[begin Record set]

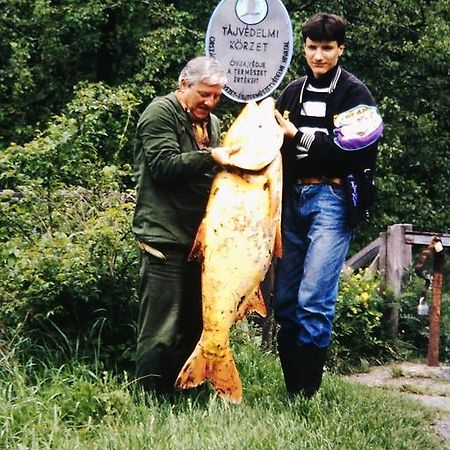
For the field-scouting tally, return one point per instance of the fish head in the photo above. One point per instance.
(258, 135)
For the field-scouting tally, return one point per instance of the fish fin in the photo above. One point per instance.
(194, 372)
(225, 379)
(253, 303)
(222, 373)
(196, 253)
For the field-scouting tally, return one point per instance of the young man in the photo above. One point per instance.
(176, 152)
(332, 126)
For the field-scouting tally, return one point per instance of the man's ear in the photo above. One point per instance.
(183, 84)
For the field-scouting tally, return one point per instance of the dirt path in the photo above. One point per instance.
(429, 385)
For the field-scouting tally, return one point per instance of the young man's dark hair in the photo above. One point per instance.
(325, 27)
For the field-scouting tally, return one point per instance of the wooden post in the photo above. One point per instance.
(435, 314)
(397, 257)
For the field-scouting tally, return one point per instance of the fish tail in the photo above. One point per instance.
(225, 378)
(222, 373)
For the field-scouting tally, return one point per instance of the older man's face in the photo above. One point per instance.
(200, 98)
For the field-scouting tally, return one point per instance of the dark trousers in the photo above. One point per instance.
(170, 318)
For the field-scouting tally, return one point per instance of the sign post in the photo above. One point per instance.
(254, 42)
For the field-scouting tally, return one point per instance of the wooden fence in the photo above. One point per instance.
(390, 255)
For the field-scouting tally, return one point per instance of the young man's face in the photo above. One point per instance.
(200, 98)
(322, 56)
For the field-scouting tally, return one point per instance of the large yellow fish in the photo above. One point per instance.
(235, 243)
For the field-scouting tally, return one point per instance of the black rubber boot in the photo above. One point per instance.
(292, 369)
(302, 368)
(313, 361)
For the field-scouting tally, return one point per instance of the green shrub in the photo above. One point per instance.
(358, 329)
(70, 279)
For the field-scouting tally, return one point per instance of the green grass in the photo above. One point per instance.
(75, 407)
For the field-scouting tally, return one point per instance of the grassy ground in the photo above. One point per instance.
(75, 407)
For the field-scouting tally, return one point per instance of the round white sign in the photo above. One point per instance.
(253, 40)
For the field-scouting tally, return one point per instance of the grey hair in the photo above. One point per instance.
(203, 69)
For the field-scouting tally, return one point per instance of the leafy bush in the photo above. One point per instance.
(358, 330)
(70, 278)
(85, 146)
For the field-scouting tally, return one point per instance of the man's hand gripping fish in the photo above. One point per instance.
(235, 243)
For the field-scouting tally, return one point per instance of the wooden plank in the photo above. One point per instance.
(364, 256)
(424, 237)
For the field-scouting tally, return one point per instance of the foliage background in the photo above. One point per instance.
(74, 77)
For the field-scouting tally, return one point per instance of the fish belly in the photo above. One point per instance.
(235, 242)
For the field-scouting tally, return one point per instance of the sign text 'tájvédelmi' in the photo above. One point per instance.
(253, 41)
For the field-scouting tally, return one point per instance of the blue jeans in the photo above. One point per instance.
(316, 237)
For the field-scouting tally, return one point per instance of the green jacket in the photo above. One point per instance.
(173, 176)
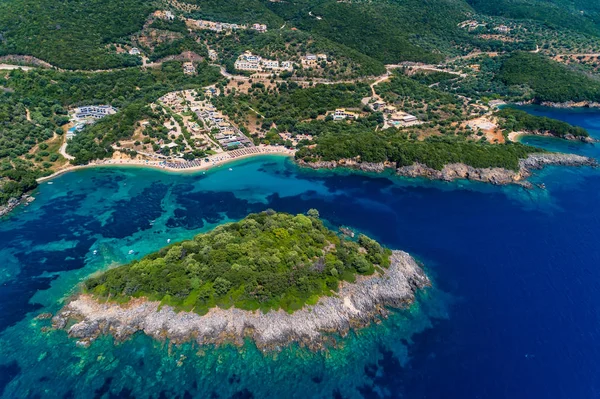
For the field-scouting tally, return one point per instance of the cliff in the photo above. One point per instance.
(355, 305)
(497, 176)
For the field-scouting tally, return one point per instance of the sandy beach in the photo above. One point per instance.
(216, 160)
(515, 136)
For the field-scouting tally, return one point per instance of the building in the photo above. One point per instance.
(378, 105)
(189, 68)
(341, 114)
(259, 28)
(388, 109)
(251, 62)
(403, 119)
(270, 64)
(94, 111)
(74, 130)
(309, 60)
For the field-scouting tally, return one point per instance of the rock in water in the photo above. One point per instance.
(355, 305)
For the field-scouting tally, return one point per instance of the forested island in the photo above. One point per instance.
(272, 276)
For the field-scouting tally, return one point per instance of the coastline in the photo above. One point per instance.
(205, 166)
(354, 306)
(515, 137)
(457, 171)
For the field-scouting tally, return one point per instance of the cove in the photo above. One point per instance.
(512, 313)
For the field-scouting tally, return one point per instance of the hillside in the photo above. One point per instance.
(549, 80)
(387, 31)
(73, 34)
(268, 261)
(579, 15)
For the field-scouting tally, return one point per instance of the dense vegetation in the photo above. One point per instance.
(389, 31)
(71, 34)
(287, 104)
(291, 45)
(517, 120)
(426, 103)
(549, 80)
(434, 152)
(33, 109)
(581, 15)
(266, 261)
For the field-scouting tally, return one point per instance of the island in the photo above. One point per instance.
(273, 277)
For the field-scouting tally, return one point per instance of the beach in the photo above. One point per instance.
(215, 160)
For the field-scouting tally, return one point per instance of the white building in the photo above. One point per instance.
(94, 111)
(188, 68)
(259, 28)
(340, 114)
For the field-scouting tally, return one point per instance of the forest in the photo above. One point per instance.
(33, 109)
(435, 151)
(515, 120)
(288, 103)
(266, 261)
(549, 80)
(71, 34)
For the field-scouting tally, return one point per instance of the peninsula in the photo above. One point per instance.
(273, 277)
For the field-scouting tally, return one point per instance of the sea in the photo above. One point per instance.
(513, 311)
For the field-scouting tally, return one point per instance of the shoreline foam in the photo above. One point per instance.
(156, 165)
(355, 305)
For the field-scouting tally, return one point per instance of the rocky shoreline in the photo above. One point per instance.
(454, 171)
(15, 202)
(355, 305)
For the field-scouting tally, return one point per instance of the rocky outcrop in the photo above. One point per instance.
(454, 171)
(15, 202)
(354, 306)
(571, 104)
(498, 176)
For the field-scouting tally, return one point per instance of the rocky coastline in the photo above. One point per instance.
(15, 202)
(570, 137)
(454, 171)
(354, 306)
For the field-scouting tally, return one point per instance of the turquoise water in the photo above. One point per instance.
(512, 312)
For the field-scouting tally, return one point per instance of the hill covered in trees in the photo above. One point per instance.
(548, 79)
(434, 152)
(73, 34)
(578, 15)
(266, 261)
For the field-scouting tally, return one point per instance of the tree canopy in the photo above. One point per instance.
(266, 261)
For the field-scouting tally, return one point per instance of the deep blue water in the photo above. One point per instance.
(513, 313)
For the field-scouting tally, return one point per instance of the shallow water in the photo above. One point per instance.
(512, 313)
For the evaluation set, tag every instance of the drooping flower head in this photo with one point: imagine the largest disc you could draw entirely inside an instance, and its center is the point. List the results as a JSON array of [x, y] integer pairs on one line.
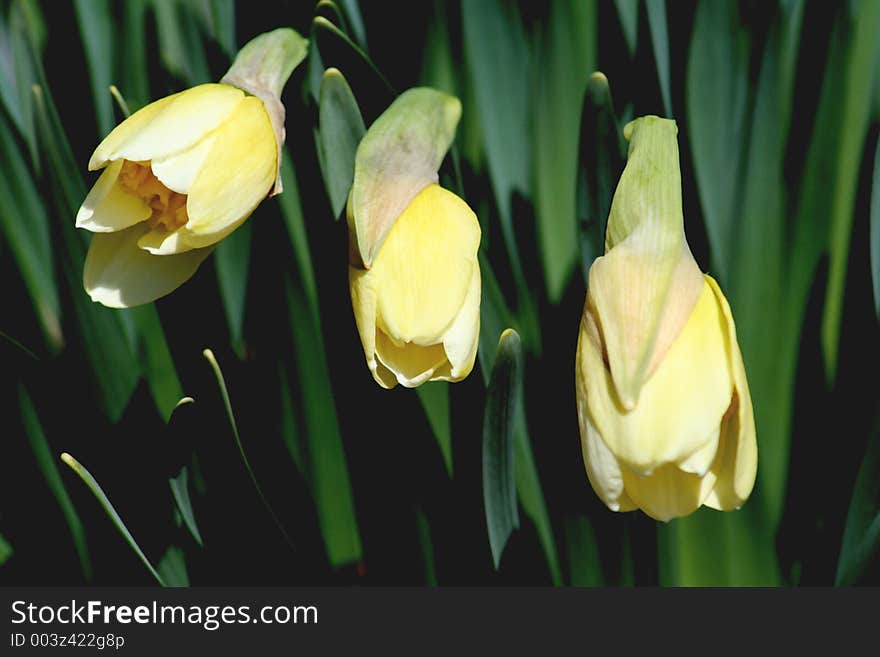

[end Record set]

- **Short problem**
Reproduce all of the rows above word for word, leaving out the pictures.

- **Answer to the task**
For the field-scouting tally, return one point per instance of the fish head in the photo above. One point per instance.
(258, 135)
For the field-scouting tally, return one point per instance of the fish fin in the photo above. One point per instance.
(194, 372)
(225, 379)
(253, 303)
(222, 373)
(196, 253)
For the field-scouting tally, return one point per instance of the young man in the photo above. One point per instance.
(176, 152)
(332, 126)
For the field-scouting tally, return one point per instance of the man's ear in the photo above. One point per instance.
(183, 84)
For the field-scouting tally, return one point per instance of the dirt path in the photo above. One point per instance.
(429, 385)
For the field-scouting tally, return one point per instance of the young man's dark hair in the photo above. One point per instance.
(325, 27)
For the field-scouting tally, return one point per instance of the wooden post in the photo above. One point per instance.
(435, 314)
(397, 257)
For the field-scouting tally, return one point per instance of the fish tail in the photo above. One point per instance.
(225, 378)
(222, 373)
For the field-scouting tally, return one point per instance of the older man's face in the photo above. One point per instance.
(200, 98)
For the field-scouting tally, return one point per instance of the dark trousers in the photo above. One point per instance.
(170, 318)
For the field-scouting tally, return one point per instance of the sign post in the photo above. One point per instance.
(254, 42)
For the field-scouting tally, return one point per instance of the wooden fence in the photo above. One point per instance.
(390, 255)
For the field-scouting tally, return one point per instance of the young man's face in the photo above. One point per instance.
(200, 98)
(322, 56)
For the field-scouting tally, return one point per instance of the large yellow fish in the photo above. One point per instance.
(235, 243)
For the field-scouting tally, return one point per instance of the black rubber boot in the photo above. One point per instance.
(292, 369)
(302, 368)
(313, 361)
For the field-scouting tally, return one point per instance of the green shrub in the photo above. One point per instance.
(358, 329)
(70, 279)
For the field-scouting tally, return one point per instance of the green grass in the photo above. One point per instance.
(75, 407)
For the field-scouting tally, return one point per instance of the grassy ground in the photo above. One point per instance.
(75, 407)
For the field-scouting tally, return one point per instance of the round white sign in the photo above. One point per instance.
(253, 40)
For the field-scouting tally, return one point per instance of the grey hair in the photo above. One point per instance.
(203, 69)
For the field-scouting tally, return one point per instance of the leafy bush in the photo above. One point per instance.
(358, 330)
(70, 278)
(85, 146)
For the field-scouting tally, return one point per instance of the man's hand gripping fish in the photo above. One point per instance.
(235, 243)
For the field-scouting tally, return one point per instance of the wooden plank in the photo above. One point per instance.
(364, 256)
(424, 237)
For the field-scouting tally, return one point per instance of the foliage background in the photo above. One point per instance.
(74, 77)
For the field-scouting tally, return one point per instance of the fish belly in the photo above. One point per instance.
(235, 242)
For the field-scouting tally, return one point per instance of the sign text 'tájvédelmi' in the photo above. One point per instance.
(253, 41)
For the field-scouting tally, return one point per instance of the blue jeans in the photo above. One point per instance.
(316, 237)
For the field-scouting tally, return one point per instance of the green jacket in the photo above. One point per instance.
(173, 176)
For the field-scouting tally, return one point per instance of the cliff in the photo above. One point per instance.
(355, 305)
(497, 176)
For the field-scouting tally, return one point per instance of the sandy beach in the photo above. One point per instance.
(216, 160)
(515, 136)
For the field-scouting tally, return one point per instance of the building in the photo above. One point per instance.
(378, 105)
(189, 68)
(341, 114)
(259, 28)
(388, 109)
(251, 62)
(403, 119)
(270, 64)
(94, 111)
(74, 130)
(309, 60)
For the field-scouting tally, return one point per instance of the rock in water in the photo above. One point per instance.
(355, 305)
For the field-scouting tally, return one point per instance of the forested island in the photo above. One point per instance.
(272, 276)
For the field-scouting tally, return one point per instance of the coastline in the photo above. One point per instance.
(205, 166)
(354, 306)
(515, 137)
(457, 171)
For the field-scouting tally, return one point per instance of the cove in the photo above. One point per instance.
(512, 313)
For the field-scouting tally, return one point per instance of the hillside in the photo above. One point per instance.
(549, 80)
(387, 31)
(73, 34)
(268, 261)
(579, 15)
For the field-scouting tally, return one point per instance of the dense vegetation in the photo above. One point per instance.
(389, 31)
(71, 34)
(287, 104)
(291, 45)
(517, 120)
(426, 103)
(549, 80)
(434, 152)
(33, 109)
(581, 15)
(266, 261)
For the field-scouting tally, return one point per instance of the island in the photo above. One point per instance.
(273, 277)
For the field-scouting tally, return one point per instance of the beach in the photo above. One point per instance.
(215, 160)
For the field-scouting tally, return one point per instance of the white building in the photo above. One point per instance.
(94, 111)
(188, 68)
(259, 28)
(340, 114)
For the field-scouting tally, return one point per instance of the forest in the photo above. One point per instance.
(33, 109)
(435, 151)
(515, 120)
(288, 103)
(266, 261)
(549, 80)
(71, 34)
For the field-scouting tally, return one point per instance of the peninsula in the photo above. One point per instance.
(273, 277)
For the field-scouting tally, return one point per instance of the sea in the photo above. One point per instance.
(513, 311)
For the field-scouting tally, return one point per instance of the shoreline foam in the photo above. One point per instance.
(156, 165)
(355, 305)
For the field-scouting tally, return one point per instance of the rocky shoreline in the photo above. One point per instance.
(454, 171)
(15, 202)
(355, 305)
For the field-scouting tally, return one point per instance of the rocky outcrop in the photo above. One point per instance.
(454, 171)
(15, 202)
(354, 306)
(571, 104)
(498, 176)
For the field-scouting tally, return one point per instance of the rocky coastline in the photo above. One point per instance.
(15, 202)
(570, 137)
(454, 171)
(354, 306)
For the field-scouting tally, return one point per instance of the turquoise water in the photo above. One point per instance.
(512, 312)
For the field-scouting tally, return one point per instance of the hill covered in trees in the photo above. One point per instance.
(548, 79)
(434, 152)
(73, 34)
(578, 15)
(266, 261)
For the field-scouting tally, return one point per instance of the tree canopy in the photo above. One point per instance.
(266, 261)
For the field-scouting tally, return one point per instance of the deep blue water in the photo above. One point per instance.
(513, 313)
For the field-scouting tally, return one point per instance of the shallow water in the photo above. One point per instance.
(512, 313)
For the evaluation set, tag every instance of the drooping flower head in this photo with one point: imagine the largest disc you could draw entirely inside an instance, and its center is the point. List the results as a JSON array of [x, y] integer pairs on one line.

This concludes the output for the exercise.